# Written exercise
In the proof document, which known NP-Complete problem is reduced to Sparse Subgraph?

# Document
◇ ◇ ◇ ◇ ◇ ◇ ◇

## 0. Context

This is a second practice problem on NP-Completeness proofs.

The first one was Almost-SAT problem.

## 1. Problem Statement

Consider **Sparse Subgraph** problem defined as following:

**Input:** An undirected graph $G = (V, E)$ and variables $k, l \in \mathbb{Z}$.

**Output:** A set $S \subset V$ where $|S| = k$ and there are *at most* $l$ edges between pairs of vertices in $S$.
Report *NO*, if no such set exists.

Prove that **Sparse Subgraph** problem is NP-Complete.

## 2. Attack Plan

We need to show that:

- $SS \in NP$
- $IS \to SS$

where SS := Sparse Subgraph problem, and IS := Independent Set problem.

## 3. Proof

### 3.1 $SS \in NP$

Consider input graph $G = (V, E)$ and $k, l \in \mathbb{Z}$ for a Sparse Subgraph problem.

Given a solution $S$, it takes $O(|V|)$ time to verify that $|S| = k$.

To check that number of edges between any pair of vertices in $S$ is $\le l$, we need to run $O({|V|}^2)$ algorithm.

### 3.2 $IS \to SS$

Independent Set is a known NP-Complete problem. It takes graph $G = (V, E)$ and $g \in \mathbb{Z}$ and returns $S \subset V$, where $|S| \ge g$ and $\forall x, y \in S$, $(x, y) \notin E$ i.e. there is no edges between vertices in $S$.

◇ ◇ ◇ ◇ ◇ ◇ ◇

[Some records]
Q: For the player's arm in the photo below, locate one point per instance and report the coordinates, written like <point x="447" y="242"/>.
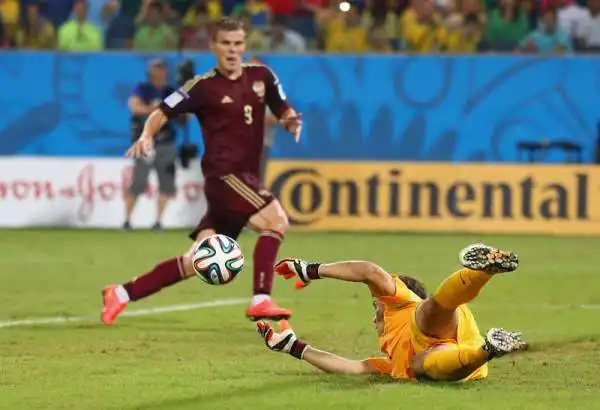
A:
<point x="138" y="107"/>
<point x="379" y="281"/>
<point x="184" y="100"/>
<point x="286" y="341"/>
<point x="277" y="102"/>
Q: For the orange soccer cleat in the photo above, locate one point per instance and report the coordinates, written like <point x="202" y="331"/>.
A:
<point x="267" y="309"/>
<point x="112" y="305"/>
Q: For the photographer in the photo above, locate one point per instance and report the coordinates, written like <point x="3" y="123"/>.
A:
<point x="144" y="99"/>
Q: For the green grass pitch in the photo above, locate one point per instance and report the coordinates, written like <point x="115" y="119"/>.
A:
<point x="212" y="358"/>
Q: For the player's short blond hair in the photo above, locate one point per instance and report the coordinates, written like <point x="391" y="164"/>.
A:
<point x="227" y="24"/>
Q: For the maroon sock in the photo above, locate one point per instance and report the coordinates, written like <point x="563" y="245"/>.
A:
<point x="164" y="274"/>
<point x="265" y="254"/>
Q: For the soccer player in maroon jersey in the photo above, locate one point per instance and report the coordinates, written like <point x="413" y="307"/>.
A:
<point x="229" y="102"/>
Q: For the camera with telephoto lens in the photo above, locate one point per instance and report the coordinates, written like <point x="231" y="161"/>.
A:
<point x="188" y="151"/>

◇ ◇ ◇ ◇ ◇ ◇ ◇

# Exercise response
The Independent Set problem.